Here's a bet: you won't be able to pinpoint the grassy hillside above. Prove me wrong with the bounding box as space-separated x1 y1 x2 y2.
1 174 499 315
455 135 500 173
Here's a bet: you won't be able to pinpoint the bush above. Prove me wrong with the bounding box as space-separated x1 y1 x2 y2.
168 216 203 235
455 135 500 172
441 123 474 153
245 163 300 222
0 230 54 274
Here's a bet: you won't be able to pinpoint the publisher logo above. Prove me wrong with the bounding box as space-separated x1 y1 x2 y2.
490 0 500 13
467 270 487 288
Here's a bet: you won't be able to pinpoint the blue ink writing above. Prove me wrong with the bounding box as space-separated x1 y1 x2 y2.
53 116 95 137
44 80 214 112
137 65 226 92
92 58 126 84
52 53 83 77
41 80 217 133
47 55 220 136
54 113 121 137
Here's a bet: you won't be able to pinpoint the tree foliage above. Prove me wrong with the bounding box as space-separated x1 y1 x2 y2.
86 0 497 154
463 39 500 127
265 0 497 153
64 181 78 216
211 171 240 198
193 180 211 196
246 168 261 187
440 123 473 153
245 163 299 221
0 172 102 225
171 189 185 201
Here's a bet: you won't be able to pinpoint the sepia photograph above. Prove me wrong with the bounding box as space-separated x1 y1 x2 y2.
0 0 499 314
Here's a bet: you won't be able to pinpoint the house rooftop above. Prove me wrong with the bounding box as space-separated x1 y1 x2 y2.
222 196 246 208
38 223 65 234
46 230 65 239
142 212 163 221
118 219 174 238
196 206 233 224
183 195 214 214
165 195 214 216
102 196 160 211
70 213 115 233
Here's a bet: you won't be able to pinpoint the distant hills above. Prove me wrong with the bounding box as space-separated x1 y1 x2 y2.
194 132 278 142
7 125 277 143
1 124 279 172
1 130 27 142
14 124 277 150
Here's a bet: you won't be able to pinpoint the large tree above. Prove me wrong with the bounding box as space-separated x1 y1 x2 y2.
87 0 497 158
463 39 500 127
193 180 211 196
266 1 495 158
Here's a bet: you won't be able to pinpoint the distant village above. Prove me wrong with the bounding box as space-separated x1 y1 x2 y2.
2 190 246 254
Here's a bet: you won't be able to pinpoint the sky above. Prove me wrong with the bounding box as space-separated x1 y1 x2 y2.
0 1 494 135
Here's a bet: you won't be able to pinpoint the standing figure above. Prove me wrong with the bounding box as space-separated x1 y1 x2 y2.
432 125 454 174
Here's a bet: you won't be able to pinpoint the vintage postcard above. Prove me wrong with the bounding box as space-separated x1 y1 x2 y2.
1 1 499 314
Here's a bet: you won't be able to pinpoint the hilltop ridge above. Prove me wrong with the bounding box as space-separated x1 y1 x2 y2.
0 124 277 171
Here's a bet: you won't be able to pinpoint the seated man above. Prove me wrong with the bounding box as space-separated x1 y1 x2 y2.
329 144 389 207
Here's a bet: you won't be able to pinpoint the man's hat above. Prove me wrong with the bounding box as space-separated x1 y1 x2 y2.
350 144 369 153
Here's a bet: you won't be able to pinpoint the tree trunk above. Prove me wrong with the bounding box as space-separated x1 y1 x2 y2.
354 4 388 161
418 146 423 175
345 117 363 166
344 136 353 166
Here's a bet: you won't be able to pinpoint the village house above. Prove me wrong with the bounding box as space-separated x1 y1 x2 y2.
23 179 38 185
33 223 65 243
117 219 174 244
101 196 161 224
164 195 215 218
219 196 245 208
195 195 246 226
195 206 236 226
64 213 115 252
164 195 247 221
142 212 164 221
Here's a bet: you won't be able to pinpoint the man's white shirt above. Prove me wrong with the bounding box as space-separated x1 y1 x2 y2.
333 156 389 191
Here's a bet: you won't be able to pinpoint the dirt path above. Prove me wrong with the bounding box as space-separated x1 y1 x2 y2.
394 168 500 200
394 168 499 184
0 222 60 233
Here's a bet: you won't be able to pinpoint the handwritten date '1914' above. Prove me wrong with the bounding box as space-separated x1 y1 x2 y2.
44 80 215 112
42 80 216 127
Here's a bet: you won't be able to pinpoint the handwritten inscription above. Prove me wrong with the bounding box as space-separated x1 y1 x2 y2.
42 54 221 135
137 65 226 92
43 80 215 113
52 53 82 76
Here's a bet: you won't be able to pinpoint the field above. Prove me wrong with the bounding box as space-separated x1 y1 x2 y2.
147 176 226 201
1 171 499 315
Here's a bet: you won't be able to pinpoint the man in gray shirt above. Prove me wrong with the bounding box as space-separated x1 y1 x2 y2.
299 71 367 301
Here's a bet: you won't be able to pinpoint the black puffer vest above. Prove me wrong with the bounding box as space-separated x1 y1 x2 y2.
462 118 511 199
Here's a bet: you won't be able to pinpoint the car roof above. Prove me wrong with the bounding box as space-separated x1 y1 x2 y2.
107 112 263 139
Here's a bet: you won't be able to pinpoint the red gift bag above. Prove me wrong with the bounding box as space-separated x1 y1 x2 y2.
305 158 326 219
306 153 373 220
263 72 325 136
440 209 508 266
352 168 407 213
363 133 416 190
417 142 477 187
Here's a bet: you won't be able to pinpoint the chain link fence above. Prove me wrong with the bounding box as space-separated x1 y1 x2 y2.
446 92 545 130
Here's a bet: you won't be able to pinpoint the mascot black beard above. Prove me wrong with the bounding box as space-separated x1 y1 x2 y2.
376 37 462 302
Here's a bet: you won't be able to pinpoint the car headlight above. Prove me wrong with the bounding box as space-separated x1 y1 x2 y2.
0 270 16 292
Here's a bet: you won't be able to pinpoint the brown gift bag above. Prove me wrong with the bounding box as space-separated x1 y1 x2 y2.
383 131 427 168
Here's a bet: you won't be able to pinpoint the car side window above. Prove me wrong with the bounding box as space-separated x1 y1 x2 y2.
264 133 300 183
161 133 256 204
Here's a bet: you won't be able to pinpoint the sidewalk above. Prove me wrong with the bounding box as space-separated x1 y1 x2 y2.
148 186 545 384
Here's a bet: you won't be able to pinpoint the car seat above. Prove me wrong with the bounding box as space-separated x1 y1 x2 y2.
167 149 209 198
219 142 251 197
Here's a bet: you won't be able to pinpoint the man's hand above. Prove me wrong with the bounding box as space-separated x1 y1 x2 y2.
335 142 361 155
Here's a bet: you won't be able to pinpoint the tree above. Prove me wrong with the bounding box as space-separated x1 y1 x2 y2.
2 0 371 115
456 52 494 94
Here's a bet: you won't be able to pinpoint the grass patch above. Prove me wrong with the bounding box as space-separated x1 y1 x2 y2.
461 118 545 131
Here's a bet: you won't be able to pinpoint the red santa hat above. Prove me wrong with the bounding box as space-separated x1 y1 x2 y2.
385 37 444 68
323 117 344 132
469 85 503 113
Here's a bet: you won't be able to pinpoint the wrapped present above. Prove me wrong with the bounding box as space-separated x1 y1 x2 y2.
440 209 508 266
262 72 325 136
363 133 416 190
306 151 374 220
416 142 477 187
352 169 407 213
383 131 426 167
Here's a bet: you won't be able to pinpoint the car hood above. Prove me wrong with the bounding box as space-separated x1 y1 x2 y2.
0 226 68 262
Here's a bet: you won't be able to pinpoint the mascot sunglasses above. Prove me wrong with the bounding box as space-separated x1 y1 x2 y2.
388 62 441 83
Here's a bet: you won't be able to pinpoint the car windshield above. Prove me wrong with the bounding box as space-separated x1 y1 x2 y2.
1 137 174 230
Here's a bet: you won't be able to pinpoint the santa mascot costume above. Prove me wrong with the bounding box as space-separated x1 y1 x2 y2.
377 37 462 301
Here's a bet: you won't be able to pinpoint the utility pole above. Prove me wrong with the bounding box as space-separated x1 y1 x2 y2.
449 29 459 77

What is needed -> Give back the full listing above verbatim.

Solution to this problem ->
Here's a bet: you won't be able to pinpoint the grassy hillside above. Prove me wrong with the bounding box as space-separated x1 y1 x2 y2.
1 174 499 315
455 135 500 173
Here's a bet: you won't be able to pinpoint the bush above. Prove me wrong with the bounding box as space-separated x1 y1 x2 y2.
168 216 203 235
455 135 500 172
441 123 474 153
245 163 300 222
0 230 54 274
Here's a bet: you won't be able to pinpoint the publisher logo above. Prove me wrong with the bounding box as space-separated x1 y1 x2 y2.
490 0 500 13
467 270 487 288
Here's a bet: you won't be able to pinpoint the blue ink writing above. Prove me wrong with the bounding box as space-separated x1 y1 x2 y2.
53 116 95 137
44 80 214 112
137 65 226 92
92 58 126 84
52 53 83 77
41 80 217 133
47 55 220 136
54 113 121 137
Here's a bet: you won't be able to pinpoint the tree foliage above. Prove me wrong with the bounding box as space-separated x1 y1 x2 y2.
86 0 497 154
463 39 500 127
265 0 497 153
64 181 78 216
211 171 240 198
193 180 211 196
246 168 261 187
440 123 473 153
245 163 299 221
0 172 102 225
171 189 185 201
Here's a bet: you won't be able to pinpoint the sepia photograph above. Prove me wrong with the bounding box as space-separated x1 y1 x2 y2.
0 0 499 314
Here's a bet: you won't be able to pinpoint the house rooftop above. Prove me wrong with the bounding box as space-separated x1 y1 x2 y2.
222 196 246 208
38 223 65 234
46 230 65 239
142 212 163 221
118 219 174 238
196 206 233 224
183 195 214 214
165 195 214 216
102 196 160 211
70 213 115 233
Here's a bet: you won't be able to pinpoint the distant hills above. Prove me wrong with the bounding box as space-separated x1 y1 x2 y2.
194 132 278 142
7 125 277 143
1 124 279 172
1 130 27 142
14 124 277 150
Here's a bet: you won't be able to pinpoint the large tree above. Prove me wrong with the bounding box as space-separated x1 y1 x2 y2.
87 0 497 158
463 39 500 127
193 180 211 196
266 1 495 158
Here's a bet: you won't be able to pinpoint the distant village above. Prove me wrong with the bounding box as space-separated x1 y1 x2 y2.
2 190 246 254
Here's a bet: you won't be able to pinpoint the sky above. Prove me wrong with the bounding box as space-separated x1 y1 x2 y2.
0 1 494 135
Here's a bet: you won't be able to pinpoint the standing figure above. Prove me wrong with the bounding box as space-separated x1 y1 x2 y2.
432 125 454 174
Here's a bet: you won't be able to pinpoint the vintage postcard above. Prove me wrong with the bounding box as space-separated x1 y1 x2 y2.
1 1 499 314
Here's a bet: you won't be able to pinpoint the hilltop ridge above. Prove me wrong with the bounding box as space-separated x1 y1 x2 y2.
0 124 277 171
Here's a bet: you won't be able to pinpoint the seated man above. Prove me wrong with the bounding box as space-separated x1 y1 x2 y2.
329 144 389 207
Here's a bet: you won't be able to pinpoint the man's hat above. Prove me wrong with the bounding box as space-separated x1 y1 x2 y2.
350 144 369 153
Here's a bet: you won't be able to pinpoint the tree trunk above. Prove me wrong with the bounding box as space-separated x1 y1 x2 y2.
354 4 388 161
418 146 423 175
345 117 363 166
344 136 353 166
Here's a bet: you won't be able to pinpoint the village house above. Prove me wrong with the bounding box as space-separated x1 y1 x2 y2.
23 179 38 185
33 223 65 243
117 219 174 244
101 196 161 224
164 195 215 218
219 196 245 208
195 195 246 226
195 206 236 226
64 213 115 252
164 195 247 221
142 212 164 221
Here's a bet: you won't be able to pinpoint the man's white shirt above. Prove me wrong with the bounding box as space-separated x1 y1 x2 y2.
333 156 389 191
Here's a bet: you won't be able to pinpoint the dirt path above. Prove me wrong with the bounding box as space-separated x1 y1 x2 y2.
394 168 500 200
394 168 499 184
0 222 60 233
Here's a bet: you won't be able to pinpoint the handwritten date '1914' above. Prove me wrong with the bounding box as space-separated x1 y1 x2 y2.
44 80 215 112
42 80 216 127
Here's a bet: you won't be able to pinpoint the handwritten inscription above. Prove me wrong with the bounding box as space-separated x1 y1 x2 y2.
42 54 221 135
137 65 226 92
43 80 215 113
52 53 82 76
Here's a bet: you won't be able to pinpoint the field above. Prove me wrong with the bounding box as space-separated x1 y1 x2 y2.
147 176 226 201
1 171 499 315
Here's a bet: you won't be able to pinpoint the man in gray shirt above. Prove me wrong with the bounding box as space-separated x1 y1 x2 y2.
299 71 367 301
Here's a bet: you won't be able to pinpoint the black puffer vest above. Prove me wrong with the bounding box as space-separated x1 y1 x2 y2.
462 118 511 199
Here's a bet: you won't be able to pinpoint the car roof above. Prove me wrong with the bounding box as space-separated x1 y1 x2 y2.
107 112 263 139
Here's a bet: you won't be able to pinpoint the red gift bag above. Prove me wrong with the bounding box as space-separated x1 y1 x2 y2.
305 158 326 219
306 153 373 220
263 72 325 136
440 209 508 266
352 168 407 213
363 133 416 190
417 142 477 187
Here's a bet: you won't be able to pinpoint the chain link fence above. Prove me wrong with the bounding box as space-separated x1 y1 x2 y2.
446 92 545 130
Here's a bet: you won't be able to pinpoint the mascot black beard above. Prove me wrong with the bounding box as space-separated x1 y1 x2 y2.
376 37 462 302
Here's a bet: you won't be able to pinpoint the car headlight above. Prove me wrong with the bounding box as space-separated x1 y1 x2 y2.
0 270 16 292
Here's a bet: you won't be able to pinpoint the brown gift bag above. Prove me wrong with the bounding box as space-separated x1 y1 x2 y2.
383 131 427 168
Here's a bet: you won't be able to pinpoint the car side window above. Prove me wrong with the bounding box as space-separated x1 y1 x2 y2.
264 133 300 183
161 133 256 204
Here's a bet: you won't be able to pinpoint the sidewalk above. Prove me wrong with the bounding box as space-separated x1 y1 x2 y2.
148 186 545 384
Here's a bet: you won't be able to pinpoint the car seat above. Prove me wrong with the bounding box as space-separated x1 y1 x2 y2.
167 149 209 198
219 142 251 197
Here's a bet: you won't be able to pinpoint the man's hand above. Prove me wrong with the bounding box as space-separated x1 y1 x2 y2.
335 142 361 155
Here's a bet: you won't be able to pinpoint the tree above. Prove me wrong with the bounding box as space-separated x1 y1 x2 y2.
2 0 371 115
456 52 494 94
Here's a bet: you won't be able to pinpoint the grass patch above. Prove me wrong with the bounding box as space-separated x1 y1 x2 y2.
461 118 545 131
Here's a bet: you won't be able to pinpoint the red santa hat above. Prove me wrong with the bounding box as space-separated x1 y1 x2 y2.
385 37 444 68
323 117 344 132
469 85 503 113
Here's a bet: you won't be able to pinpoint the wrapped present above. Prove me wrong with the bounding box as space-separated x1 y1 x2 y2.
440 209 508 266
262 72 325 136
363 133 416 190
306 151 374 220
416 142 477 187
352 169 407 213
383 131 426 167
Here's a bet: you won't be able to pinpoint the car hood above. Prove me wrong with the bounding box as space-separated x1 y1 x2 y2.
0 226 68 262
Here's a bet: you won't be able to pinpoint the mascot sunglasses above. Prove me wrong with the bounding box as space-separated x1 y1 x2 y2.
388 62 441 83
Here's a bet: you won't be able to pinpoint the car windshield above. Prove me wrong with the bounding box as space-separated x1 y1 x2 y2.
1 137 174 230
Here's a bet: you won't be able to pinpoint the santa mascot costume above. Prove me wrong with the bounding box as space-separated x1 y1 x2 y2.
377 37 462 301
Here's a bet: you won't be able to pinpoint the utility pole above. Prove me wrong with the bounding box as space-separated x1 y1 x2 y2.
449 29 459 77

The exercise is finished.